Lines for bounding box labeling
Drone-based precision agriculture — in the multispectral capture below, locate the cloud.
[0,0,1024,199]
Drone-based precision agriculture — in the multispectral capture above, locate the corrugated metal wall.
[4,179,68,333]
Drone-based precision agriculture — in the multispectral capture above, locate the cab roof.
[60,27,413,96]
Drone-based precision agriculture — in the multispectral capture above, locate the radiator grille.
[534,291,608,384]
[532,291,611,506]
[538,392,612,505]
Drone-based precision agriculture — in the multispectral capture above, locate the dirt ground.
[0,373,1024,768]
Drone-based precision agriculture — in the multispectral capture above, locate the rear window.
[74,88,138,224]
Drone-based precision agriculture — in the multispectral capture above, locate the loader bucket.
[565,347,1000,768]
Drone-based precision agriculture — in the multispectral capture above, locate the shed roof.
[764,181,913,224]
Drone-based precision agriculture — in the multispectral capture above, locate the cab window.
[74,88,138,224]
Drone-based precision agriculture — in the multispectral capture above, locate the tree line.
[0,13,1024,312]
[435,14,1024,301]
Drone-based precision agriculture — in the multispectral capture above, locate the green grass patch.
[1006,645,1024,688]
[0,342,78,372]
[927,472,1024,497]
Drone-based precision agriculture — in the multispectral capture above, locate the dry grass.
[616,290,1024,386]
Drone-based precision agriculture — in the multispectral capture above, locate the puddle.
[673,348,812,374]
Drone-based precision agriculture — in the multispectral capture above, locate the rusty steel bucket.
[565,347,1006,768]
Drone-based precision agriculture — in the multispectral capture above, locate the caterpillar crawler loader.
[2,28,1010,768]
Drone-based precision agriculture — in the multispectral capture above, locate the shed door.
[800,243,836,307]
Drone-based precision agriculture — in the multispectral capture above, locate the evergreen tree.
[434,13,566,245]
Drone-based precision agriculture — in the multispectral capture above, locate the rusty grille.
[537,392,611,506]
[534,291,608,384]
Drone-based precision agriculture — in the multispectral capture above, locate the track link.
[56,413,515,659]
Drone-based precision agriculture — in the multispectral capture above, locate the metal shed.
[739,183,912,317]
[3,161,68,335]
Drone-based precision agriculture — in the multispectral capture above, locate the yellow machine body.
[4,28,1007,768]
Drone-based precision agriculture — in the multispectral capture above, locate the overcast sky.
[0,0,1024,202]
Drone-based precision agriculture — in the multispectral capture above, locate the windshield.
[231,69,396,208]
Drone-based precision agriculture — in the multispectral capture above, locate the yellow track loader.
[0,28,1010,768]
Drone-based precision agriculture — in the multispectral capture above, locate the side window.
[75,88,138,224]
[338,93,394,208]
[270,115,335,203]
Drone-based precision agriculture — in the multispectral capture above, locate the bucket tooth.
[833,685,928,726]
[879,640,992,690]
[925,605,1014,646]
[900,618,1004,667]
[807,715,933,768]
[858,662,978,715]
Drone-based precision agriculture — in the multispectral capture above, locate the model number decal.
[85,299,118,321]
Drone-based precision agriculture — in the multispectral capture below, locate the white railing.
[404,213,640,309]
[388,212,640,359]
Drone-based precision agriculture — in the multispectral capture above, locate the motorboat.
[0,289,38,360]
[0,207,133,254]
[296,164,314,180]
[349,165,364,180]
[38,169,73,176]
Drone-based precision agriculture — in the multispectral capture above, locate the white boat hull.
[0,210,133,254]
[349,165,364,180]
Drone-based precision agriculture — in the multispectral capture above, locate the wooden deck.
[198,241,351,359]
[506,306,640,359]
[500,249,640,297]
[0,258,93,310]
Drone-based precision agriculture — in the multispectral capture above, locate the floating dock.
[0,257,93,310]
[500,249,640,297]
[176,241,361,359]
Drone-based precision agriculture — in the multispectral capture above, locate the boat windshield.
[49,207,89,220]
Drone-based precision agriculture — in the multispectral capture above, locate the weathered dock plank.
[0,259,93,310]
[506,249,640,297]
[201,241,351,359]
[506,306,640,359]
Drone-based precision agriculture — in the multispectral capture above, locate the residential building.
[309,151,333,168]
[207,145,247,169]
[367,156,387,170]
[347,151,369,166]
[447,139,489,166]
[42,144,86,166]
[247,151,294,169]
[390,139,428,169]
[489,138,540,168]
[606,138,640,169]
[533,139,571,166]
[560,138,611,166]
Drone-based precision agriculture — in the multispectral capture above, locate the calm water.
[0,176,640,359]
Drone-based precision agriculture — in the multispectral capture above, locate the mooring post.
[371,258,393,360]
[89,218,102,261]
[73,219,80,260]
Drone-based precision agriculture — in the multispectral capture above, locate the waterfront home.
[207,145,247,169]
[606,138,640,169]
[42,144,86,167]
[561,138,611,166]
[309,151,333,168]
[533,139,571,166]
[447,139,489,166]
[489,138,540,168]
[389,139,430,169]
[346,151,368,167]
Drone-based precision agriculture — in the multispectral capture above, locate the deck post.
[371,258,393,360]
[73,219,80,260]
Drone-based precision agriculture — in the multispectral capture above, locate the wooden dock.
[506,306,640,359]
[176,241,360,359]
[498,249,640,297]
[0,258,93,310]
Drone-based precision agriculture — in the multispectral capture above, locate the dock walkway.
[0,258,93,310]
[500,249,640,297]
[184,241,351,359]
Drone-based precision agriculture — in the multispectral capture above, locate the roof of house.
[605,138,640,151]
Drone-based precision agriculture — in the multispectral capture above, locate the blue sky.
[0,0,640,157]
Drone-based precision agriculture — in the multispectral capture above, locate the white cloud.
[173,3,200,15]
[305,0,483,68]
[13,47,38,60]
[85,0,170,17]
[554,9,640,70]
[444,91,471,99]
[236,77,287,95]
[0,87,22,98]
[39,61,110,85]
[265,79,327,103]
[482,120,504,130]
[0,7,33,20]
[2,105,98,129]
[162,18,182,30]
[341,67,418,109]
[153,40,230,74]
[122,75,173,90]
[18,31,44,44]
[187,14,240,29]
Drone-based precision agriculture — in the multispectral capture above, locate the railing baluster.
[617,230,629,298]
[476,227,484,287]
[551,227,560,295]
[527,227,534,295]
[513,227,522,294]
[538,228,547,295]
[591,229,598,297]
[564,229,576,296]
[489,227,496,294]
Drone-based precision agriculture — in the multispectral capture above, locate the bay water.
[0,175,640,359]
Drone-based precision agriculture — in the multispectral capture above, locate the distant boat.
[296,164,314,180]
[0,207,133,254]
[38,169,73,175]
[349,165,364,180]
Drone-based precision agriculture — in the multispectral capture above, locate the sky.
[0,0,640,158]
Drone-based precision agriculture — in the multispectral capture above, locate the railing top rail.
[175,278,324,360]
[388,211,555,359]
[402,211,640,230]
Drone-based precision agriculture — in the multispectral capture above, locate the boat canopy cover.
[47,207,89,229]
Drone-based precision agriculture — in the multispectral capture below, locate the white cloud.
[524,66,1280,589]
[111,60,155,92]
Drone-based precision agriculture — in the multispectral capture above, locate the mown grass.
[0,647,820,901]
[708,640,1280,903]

PROBLEM STATEMENT: Substitute "thermal capture" for "multispectral capture" in every one of the lines above and write them out again, changing nothing else.

ANSWER IN FULL:
Drone-based precision agriculture — in the thermal capture below, locate the cloud.
[0,0,1024,199]
Drone-based precision agriculture — in the thermal capture above, locate the corrugated metal wall.
[4,179,68,333]
Drone-based precision agriculture — in the thermal capture above, locate the cab roof.
[60,27,413,96]
Drone-based precision agriculture — in the thermal capture above, locate the radiator grille.
[534,291,608,384]
[532,291,611,506]
[538,392,612,505]
Drone-based precision agriculture — in the thermal capture above, locate the dirt ground.
[0,373,1024,768]
Drone-based precision agriculture — in the thermal capture above, locate the rear window.
[74,88,138,224]
Drone-based precision agriculture — in the thermal capture above, locate the loader bucket.
[565,347,1000,768]
Drone-based precision agriculture — in the thermal capture above, locate the shed roof.
[764,181,913,224]
Drone-based precision agriculture — in the thermal capture above, locate the cab window.
[74,88,138,224]
Drone-based precision agriculture — in the thermal capture above, locate the tree line.
[0,13,1024,312]
[435,14,1024,301]
Drone-based precision agriculture — in the thermal capture above, locate the green grass patch.
[1006,645,1024,688]
[0,342,78,372]
[927,472,1024,497]
Drone-based precision agriculture — in the thermal capture above, locate the dry grass.
[616,290,1024,386]
Drone-based precision agriculture — in the thermal capture above, locate the puddle.
[673,348,812,374]
Drone-based precision agriculture — in the thermal capture above, locate the rusty steel bucket.
[565,347,1006,768]
Drone-based precision agriculture — in the thermal capture above, locate the caterpillar crawler loader.
[2,28,1010,768]
Drone-based precision agriculture — in the thermal capture above, locate the shed door.
[800,243,836,307]
Drone-based precision agriculture — in the thermal capture above, locate the evergreen tree.
[434,13,566,245]
Drone-based precision agriculture — in the thermal capture above, locate the rusty grille.
[537,392,611,506]
[534,291,608,384]
Drone-based precision agriculture — in the thermal capture above, locate the track link.
[56,413,515,659]
Drone-based precision agriculture — in the thermal capture above, locate the metal shed.
[739,183,912,317]
[3,161,68,335]
Drone-based precision agriculture — in the thermal capture above, locate the yellow machine body.
[4,28,1007,768]
Drone-based precision agriculture — in the thermal capture above, locate the overcast sky.
[0,0,1024,202]
Drone-based precision agriculture — in the thermal capture above, locate the windshield.
[231,69,396,208]
Drone-based precision agriculture — in the thermal capture above, locate the yellow track loader.
[0,28,1010,768]
Drone-based precision agriculture — in the thermal capture above, locate the side window.
[75,88,138,224]
[338,93,394,208]
[270,115,335,203]
Drone-based precision agriculture — in the thermal capture above, locate the bucket tooth.
[833,685,928,726]
[879,640,992,690]
[925,605,1014,646]
[900,618,1004,667]
[807,715,933,768]
[858,662,978,715]
Drone-based precision agriculture — in the thermal capture above, locate the model number decal.
[85,299,118,321]
Drone-based precision agriculture — in the thermal capture below, locate the white railing.
[404,213,640,309]
[388,212,640,359]
Drone-based precision agriculture — in the thermal capture above, locate the motorboat.
[0,289,38,360]
[0,207,133,254]
[296,164,314,180]
[349,165,364,180]
[38,169,73,176]
Drone-based precision agriculture — in the thermal capture above, locate the white boat hull.
[0,210,133,254]
[349,165,364,180]
Drone-based precision agriculture — in the thermal capture above, locate the wooden deck.
[198,241,351,359]
[506,306,640,359]
[500,249,640,297]
[0,258,93,310]
Drone-based precision agriculture — in the thermal capture above, locate the floating dock.
[0,257,93,310]
[500,249,640,297]
[176,241,361,359]
Drone-based precision agriculture — in the thermal capture above, locate the boat windshield.
[49,207,89,220]
Drone-based precision agriculture — in the thermal capture above, locate the weathered dock plank.
[0,259,93,310]
[506,249,640,297]
[201,241,351,359]
[506,306,640,359]
Drone-based precision agriculture — in the thermal capture above, locate the residential building.
[309,151,333,168]
[207,145,247,169]
[367,156,387,170]
[347,151,369,166]
[447,139,489,166]
[42,144,86,166]
[247,151,294,169]
[390,139,428,169]
[489,138,540,168]
[606,138,640,169]
[533,139,571,166]
[560,138,611,166]
Drone-based precision agriculture — in the thermal capture above, locate the calm water.
[0,176,640,359]
Drone-based precision agriculture — in the thermal capture above, locate the mooring post.
[371,258,393,360]
[89,218,102,261]
[73,219,80,260]
Drone-based precision agriculture — in the thermal capture above, locate the waterfront home.
[207,145,247,169]
[606,138,640,169]
[42,144,86,167]
[561,138,611,166]
[309,151,333,168]
[533,139,571,166]
[447,139,489,166]
[489,138,540,168]
[389,139,430,169]
[346,151,368,167]
Drone-based precision agriculture — in the thermal capture above, locate the deck post.
[371,258,393,360]
[73,219,80,260]
Drone-based precision agriculture — in the thermal capture above, locate the wooden dock.
[506,306,640,359]
[176,241,360,359]
[498,249,640,297]
[0,258,93,310]
Drone-based precision agriculture — in the thermal capture above, locate the dock walkway.
[0,258,93,310]
[500,249,640,297]
[184,241,351,359]
Drone-based precision agriculture — in the thermal capture above, locate the roof of house.
[605,138,640,151]
Drone-based precision agriculture — in the thermal capture above, locate the blue sky.
[0,0,640,157]
Drone-based precision agriculture — in the thermal capture above, locate the white cloud.
[173,3,200,15]
[305,0,483,68]
[13,47,38,60]
[85,0,170,17]
[554,9,640,70]
[444,91,471,99]
[236,77,287,95]
[0,87,22,98]
[39,61,110,85]
[265,79,327,103]
[482,120,504,130]
[0,7,33,20]
[2,105,98,129]
[162,18,182,30]
[341,67,418,109]
[153,40,230,74]
[122,75,173,90]
[18,31,44,44]
[187,14,240,29]
Drone-based precision agriculture — in the thermal capture above, locate the railing baluster.
[617,230,629,298]
[476,227,484,287]
[551,227,560,295]
[527,227,534,295]
[513,227,522,294]
[538,228,547,295]
[591,229,598,297]
[564,229,576,296]
[489,227,496,294]
Drone-based precision agriculture — in the thermal capture above, locate the bay water.
[0,175,640,359]
Drone-based precision agriculture — in the thermal capture above, locate the distant boat.
[296,164,314,180]
[0,207,133,254]
[38,169,73,175]
[349,165,364,180]
Drone-based precision agriculture — in the thermal capture above, locate the sky.
[0,0,640,158]
Drone-based precision agriculture — in the thermal capture above, locate the railing top rail.
[175,278,324,360]
[388,211,555,359]
[402,211,640,230]
Drone-based precision agriculture — in the thermal capture above, locate the boat canopy cover.
[47,207,89,229]
Drone-based precision agriculture — in the thermal capture below, locate the white cloud.
[524,66,1280,589]
[111,60,155,92]
Drone-based precision agriculture — in the thermal capture above, locate the mown grass.
[0,647,820,901]
[708,640,1280,903]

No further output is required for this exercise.